**What the task asks:** All that is needed is the line containing "QUERY: deck floor board" together with each line after it, transcribed exactly to the end of the records.

⁂

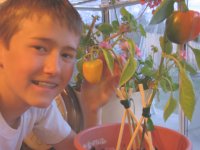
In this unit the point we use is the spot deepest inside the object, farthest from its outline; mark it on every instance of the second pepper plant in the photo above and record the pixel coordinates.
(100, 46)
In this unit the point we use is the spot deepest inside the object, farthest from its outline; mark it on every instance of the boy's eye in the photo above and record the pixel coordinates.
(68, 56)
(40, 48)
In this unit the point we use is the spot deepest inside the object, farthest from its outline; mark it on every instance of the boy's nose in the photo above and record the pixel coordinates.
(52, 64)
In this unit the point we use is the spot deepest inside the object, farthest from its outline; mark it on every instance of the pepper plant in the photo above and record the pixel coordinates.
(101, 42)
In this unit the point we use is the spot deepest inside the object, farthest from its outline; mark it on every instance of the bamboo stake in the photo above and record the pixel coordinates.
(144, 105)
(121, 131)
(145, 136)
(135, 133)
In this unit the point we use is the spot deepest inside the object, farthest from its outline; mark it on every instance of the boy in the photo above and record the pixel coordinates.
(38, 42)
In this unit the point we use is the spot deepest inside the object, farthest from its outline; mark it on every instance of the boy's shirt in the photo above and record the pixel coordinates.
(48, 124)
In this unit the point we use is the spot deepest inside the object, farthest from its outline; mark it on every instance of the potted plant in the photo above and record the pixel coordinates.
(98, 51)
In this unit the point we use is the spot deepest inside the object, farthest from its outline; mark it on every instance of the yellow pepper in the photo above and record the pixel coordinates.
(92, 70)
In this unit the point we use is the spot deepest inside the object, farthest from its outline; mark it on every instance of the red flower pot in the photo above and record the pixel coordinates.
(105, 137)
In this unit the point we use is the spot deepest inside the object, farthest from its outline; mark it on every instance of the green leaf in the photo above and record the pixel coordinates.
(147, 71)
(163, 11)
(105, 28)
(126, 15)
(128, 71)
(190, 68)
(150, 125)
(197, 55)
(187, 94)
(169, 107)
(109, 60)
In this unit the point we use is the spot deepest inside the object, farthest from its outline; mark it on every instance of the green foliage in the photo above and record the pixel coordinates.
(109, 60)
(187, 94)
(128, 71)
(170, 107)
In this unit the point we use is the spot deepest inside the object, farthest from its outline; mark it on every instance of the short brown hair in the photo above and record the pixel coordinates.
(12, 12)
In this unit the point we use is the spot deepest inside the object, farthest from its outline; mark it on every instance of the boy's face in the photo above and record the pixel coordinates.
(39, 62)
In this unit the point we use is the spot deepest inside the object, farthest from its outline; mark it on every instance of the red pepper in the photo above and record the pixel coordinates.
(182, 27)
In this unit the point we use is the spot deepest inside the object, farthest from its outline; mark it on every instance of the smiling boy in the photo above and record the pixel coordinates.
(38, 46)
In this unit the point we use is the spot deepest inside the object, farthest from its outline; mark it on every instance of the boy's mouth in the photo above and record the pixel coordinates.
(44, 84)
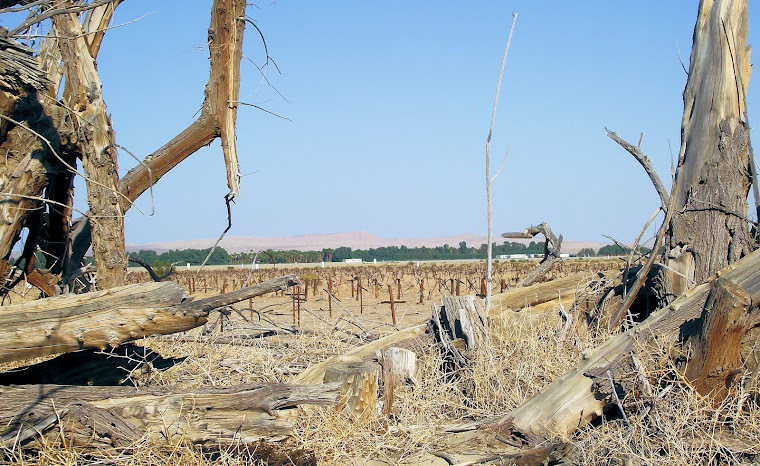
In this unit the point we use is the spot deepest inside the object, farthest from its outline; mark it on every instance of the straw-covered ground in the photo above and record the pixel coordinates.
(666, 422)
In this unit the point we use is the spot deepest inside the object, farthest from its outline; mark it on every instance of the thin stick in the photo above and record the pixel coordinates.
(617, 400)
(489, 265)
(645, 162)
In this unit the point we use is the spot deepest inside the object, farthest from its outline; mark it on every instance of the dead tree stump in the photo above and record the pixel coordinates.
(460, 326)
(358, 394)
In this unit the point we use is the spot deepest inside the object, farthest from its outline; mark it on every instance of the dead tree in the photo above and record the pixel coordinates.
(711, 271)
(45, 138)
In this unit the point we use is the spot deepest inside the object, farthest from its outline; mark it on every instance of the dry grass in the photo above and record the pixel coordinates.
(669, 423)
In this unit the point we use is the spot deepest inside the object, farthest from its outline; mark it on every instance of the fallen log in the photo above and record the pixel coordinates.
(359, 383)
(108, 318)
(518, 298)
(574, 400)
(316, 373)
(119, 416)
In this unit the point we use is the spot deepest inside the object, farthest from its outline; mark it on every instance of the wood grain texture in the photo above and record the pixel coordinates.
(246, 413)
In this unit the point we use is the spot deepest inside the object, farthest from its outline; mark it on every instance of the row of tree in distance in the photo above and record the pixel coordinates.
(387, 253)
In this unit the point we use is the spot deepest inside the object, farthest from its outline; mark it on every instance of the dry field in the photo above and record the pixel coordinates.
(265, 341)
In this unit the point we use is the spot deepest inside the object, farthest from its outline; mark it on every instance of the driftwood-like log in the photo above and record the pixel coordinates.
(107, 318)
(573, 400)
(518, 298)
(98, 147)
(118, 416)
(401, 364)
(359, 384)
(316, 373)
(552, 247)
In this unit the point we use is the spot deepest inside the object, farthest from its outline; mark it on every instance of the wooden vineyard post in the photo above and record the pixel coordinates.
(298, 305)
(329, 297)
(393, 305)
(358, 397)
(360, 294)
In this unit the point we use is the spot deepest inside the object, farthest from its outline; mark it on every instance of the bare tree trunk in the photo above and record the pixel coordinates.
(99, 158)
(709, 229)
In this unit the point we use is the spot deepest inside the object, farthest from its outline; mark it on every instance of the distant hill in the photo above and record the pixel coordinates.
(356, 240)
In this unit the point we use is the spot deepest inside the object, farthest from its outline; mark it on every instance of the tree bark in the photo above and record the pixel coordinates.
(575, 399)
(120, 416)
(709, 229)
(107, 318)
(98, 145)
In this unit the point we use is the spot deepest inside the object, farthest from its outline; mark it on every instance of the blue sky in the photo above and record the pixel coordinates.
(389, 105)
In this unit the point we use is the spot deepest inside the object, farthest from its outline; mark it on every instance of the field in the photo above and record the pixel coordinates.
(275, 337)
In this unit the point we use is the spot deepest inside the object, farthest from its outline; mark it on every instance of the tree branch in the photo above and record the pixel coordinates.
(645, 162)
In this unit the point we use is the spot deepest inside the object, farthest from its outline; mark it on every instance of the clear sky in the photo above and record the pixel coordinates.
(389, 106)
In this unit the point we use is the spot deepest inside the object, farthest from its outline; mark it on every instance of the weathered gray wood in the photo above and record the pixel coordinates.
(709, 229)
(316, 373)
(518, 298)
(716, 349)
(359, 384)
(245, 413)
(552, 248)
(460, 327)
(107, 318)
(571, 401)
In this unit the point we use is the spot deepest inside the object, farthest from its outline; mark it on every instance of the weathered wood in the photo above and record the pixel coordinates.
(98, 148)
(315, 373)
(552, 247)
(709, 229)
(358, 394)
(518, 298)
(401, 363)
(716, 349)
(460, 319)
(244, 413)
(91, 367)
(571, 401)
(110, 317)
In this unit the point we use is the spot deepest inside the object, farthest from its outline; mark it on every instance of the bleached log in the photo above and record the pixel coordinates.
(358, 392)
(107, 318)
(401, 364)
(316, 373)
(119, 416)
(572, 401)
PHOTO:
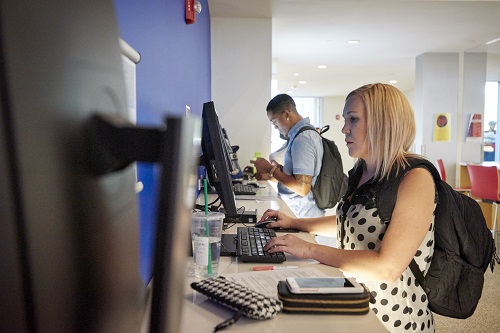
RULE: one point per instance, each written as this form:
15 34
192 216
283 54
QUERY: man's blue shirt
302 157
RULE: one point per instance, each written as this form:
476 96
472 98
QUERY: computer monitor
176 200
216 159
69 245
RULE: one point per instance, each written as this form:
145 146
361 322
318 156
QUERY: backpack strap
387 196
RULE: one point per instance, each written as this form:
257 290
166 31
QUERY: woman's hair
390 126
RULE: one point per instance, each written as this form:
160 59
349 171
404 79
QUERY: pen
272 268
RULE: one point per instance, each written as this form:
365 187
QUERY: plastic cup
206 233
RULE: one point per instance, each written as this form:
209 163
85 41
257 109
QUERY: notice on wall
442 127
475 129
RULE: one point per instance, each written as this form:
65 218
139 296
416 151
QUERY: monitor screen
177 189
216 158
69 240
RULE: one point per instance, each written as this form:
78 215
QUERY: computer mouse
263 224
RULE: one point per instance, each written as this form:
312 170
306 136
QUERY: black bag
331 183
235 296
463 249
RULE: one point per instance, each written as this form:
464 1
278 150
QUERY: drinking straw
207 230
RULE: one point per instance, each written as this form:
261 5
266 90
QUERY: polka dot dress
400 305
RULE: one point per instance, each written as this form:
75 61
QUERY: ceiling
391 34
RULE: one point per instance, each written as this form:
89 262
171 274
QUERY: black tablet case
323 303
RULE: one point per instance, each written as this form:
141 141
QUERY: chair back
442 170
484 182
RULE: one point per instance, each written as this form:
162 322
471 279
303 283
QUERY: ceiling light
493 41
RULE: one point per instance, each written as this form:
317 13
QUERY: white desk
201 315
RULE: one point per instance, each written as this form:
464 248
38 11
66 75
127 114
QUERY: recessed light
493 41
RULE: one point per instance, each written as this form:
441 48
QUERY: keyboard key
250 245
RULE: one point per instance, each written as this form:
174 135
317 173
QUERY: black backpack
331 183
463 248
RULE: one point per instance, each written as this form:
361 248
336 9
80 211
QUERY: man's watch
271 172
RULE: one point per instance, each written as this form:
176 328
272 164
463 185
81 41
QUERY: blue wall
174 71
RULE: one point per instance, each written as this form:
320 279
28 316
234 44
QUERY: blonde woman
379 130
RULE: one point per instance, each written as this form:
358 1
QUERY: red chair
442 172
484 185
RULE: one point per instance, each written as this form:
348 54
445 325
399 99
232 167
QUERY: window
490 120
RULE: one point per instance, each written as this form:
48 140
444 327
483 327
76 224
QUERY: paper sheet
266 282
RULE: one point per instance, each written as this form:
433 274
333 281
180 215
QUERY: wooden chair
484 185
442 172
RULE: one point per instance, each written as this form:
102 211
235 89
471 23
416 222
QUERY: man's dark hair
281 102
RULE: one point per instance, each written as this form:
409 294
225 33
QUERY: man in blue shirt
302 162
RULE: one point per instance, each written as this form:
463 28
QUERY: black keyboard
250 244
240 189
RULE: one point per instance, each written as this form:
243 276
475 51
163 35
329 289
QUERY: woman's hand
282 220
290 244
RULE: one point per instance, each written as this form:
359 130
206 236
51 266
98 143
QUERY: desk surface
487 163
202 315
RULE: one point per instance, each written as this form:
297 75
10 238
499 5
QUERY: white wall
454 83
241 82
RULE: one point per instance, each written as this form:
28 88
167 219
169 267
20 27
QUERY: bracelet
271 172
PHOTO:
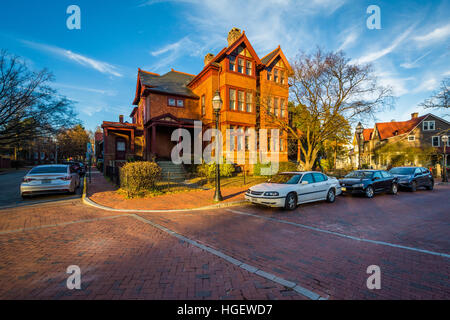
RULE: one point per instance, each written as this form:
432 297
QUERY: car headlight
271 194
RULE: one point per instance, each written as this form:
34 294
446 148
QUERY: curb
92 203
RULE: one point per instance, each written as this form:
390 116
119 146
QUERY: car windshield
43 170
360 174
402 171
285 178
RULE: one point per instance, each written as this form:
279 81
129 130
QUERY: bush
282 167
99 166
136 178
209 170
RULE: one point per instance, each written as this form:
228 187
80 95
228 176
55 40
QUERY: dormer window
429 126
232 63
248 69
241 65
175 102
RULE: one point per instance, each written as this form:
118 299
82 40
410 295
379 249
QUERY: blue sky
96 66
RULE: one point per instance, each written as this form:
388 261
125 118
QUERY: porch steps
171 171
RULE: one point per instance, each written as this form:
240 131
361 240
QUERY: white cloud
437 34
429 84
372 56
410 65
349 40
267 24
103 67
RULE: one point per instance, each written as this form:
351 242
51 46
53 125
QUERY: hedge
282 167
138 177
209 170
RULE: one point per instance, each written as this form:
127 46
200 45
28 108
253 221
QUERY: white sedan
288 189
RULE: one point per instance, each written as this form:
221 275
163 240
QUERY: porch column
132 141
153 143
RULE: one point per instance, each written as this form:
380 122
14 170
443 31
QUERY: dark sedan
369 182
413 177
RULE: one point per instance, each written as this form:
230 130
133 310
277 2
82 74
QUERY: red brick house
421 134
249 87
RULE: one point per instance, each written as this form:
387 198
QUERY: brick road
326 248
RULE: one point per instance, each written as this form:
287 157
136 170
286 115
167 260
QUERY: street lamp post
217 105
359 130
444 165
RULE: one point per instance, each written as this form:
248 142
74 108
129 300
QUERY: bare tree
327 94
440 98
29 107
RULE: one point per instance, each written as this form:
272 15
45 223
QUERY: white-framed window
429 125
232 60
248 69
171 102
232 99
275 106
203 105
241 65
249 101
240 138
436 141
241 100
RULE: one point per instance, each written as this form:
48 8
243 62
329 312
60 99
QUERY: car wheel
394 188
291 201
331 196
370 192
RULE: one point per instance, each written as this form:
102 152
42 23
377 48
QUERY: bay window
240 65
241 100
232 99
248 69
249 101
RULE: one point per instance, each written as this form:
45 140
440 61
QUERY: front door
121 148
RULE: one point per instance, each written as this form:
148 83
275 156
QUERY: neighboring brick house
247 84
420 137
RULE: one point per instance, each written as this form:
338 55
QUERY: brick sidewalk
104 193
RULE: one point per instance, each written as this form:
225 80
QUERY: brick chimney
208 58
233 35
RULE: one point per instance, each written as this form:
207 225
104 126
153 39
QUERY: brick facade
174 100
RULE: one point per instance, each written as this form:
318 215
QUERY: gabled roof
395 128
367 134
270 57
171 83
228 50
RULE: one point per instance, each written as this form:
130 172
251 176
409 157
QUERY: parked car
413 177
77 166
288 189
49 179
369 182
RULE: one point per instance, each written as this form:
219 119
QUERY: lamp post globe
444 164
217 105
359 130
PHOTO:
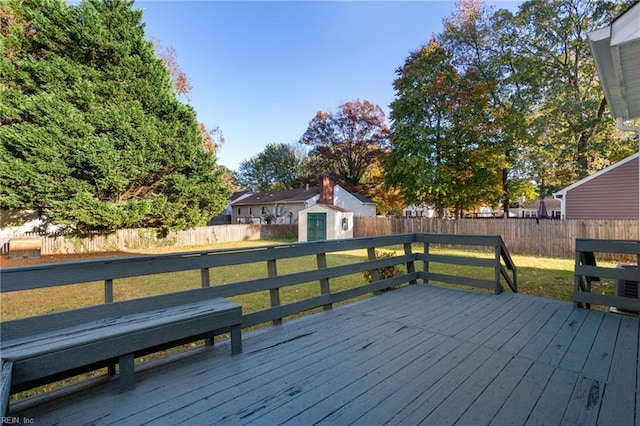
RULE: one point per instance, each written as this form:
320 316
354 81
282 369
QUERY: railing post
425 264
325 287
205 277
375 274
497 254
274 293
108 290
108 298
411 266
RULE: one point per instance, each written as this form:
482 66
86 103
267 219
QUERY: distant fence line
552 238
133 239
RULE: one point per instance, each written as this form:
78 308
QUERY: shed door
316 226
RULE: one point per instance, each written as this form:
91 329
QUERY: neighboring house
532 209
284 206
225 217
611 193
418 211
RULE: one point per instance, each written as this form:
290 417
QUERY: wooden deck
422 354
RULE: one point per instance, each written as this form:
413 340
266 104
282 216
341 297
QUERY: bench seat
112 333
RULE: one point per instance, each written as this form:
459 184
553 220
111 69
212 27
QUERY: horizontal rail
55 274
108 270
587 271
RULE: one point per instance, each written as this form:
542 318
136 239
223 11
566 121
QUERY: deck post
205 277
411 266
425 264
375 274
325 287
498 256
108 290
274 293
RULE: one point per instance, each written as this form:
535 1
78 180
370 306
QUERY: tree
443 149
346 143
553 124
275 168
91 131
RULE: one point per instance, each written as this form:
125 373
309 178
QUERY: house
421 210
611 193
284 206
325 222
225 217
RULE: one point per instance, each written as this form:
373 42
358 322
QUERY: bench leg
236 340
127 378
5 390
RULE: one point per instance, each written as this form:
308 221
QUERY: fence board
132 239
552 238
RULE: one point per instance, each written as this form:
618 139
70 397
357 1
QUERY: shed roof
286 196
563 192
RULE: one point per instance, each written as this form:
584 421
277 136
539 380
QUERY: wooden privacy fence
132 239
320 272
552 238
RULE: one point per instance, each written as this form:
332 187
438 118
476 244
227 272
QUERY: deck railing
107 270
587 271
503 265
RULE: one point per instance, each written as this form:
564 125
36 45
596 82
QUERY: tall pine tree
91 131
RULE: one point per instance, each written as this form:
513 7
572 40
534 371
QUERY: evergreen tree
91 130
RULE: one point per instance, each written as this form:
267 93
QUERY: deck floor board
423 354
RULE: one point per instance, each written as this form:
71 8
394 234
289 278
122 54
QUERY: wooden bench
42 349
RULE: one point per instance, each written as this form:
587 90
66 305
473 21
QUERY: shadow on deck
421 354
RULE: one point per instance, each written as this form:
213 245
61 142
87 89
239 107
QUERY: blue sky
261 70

⁂

**Answer section:**
QUERY: deck floor board
423 354
RULE: one point per instance, each written as this form:
71 8
394 234
289 278
122 54
QUERY: wooden bench
42 349
RULE: one point per instance, each written as this form:
587 90
66 305
473 21
QUERY: shadow on deck
421 354
RULE: one point per instance, each written as this form:
213 245
61 142
87 89
239 107
QUERY: blue sky
261 70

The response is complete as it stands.